CONSIGNA 1: Según el fragmento sobre la prosa de Woolf, ¿con qué examina ella todo?
CONSIGNA 2: Escribe la continuación del fragmento sobre la prosa de Woolf a partir de su última oración.

Retraída y melancólica
La prosa de Woolf es un relámpago que captura un resplandor pasajero y a la vez perdurable. Menuda tentativa la de crear un estilo con dos «tendencias» ambivalentes, que pueden convivir sin neutralizarse. Lo que la hace -y la hará- una escritora única en su especie es el modo en que atrapa la fugacidad y la velocidad de los materiales sobre los que posa su mirada y su oído; la inquietante armonía y belleza con que aparea palabras que aún hoy provocan algún sobresalto. Y la manera en que excava en la conciencia, en las sensaciones contradictorias, en los sentimientos a flor de piel. Leerla es recuperar la zozobra de estar en carne viva. Todo lo examina con lucidez sensible, ternura despiadada, compasión afilada. Lo que suena a oxímoron en Virginia es postura vital y literaria.

MATERIAL PROPORCIONADO:
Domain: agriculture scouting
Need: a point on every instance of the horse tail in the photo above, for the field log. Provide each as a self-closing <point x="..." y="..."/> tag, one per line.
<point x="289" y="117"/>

RESPUESTA FINAL 1: Con lucidez sensible, ternura despiadada y compasión afilada.

RESPUESTA FINAL 2:
En La muerte de la polilla…, traducido por Teresa Arijón, es tan honda la impresión que causa su estilo, que no sería nada disparatado estar rodeado de la gente, los acontecimientos o las atmósferas que proyecta la escritora. «El atardecer es amable con Sussex, porque Sussex ya no es joven y agradece el velo del ocaso, como una mujer entrada en años se alegra cuando se les ponen pantallas a las lámparas y solo puede atisbarse el contorno de su cara», describe en «Atardecer sobre Sussex: reflexiones en un automóvil». Los fantasmas, la angustia agazapada, se despliegan con la pulsación rítmica woolfiana, donde la melodía de la desesperación deviene lucidez en estado puro. «Pero yo, por ser un poco diferente, permanecía retraída y melancólica -reconoce como testigo privilegiada de ese atardecer-. Siento que la vida es dejada atrás a medida que dejamos atrás el camino. Ya hemos pasado por ese trecho, y ya hemos sido olvidados. Nuestros faros alumbraron las ventanas por un instante; ahora la luz está apagada. Otros vienen detrás de nosotros.»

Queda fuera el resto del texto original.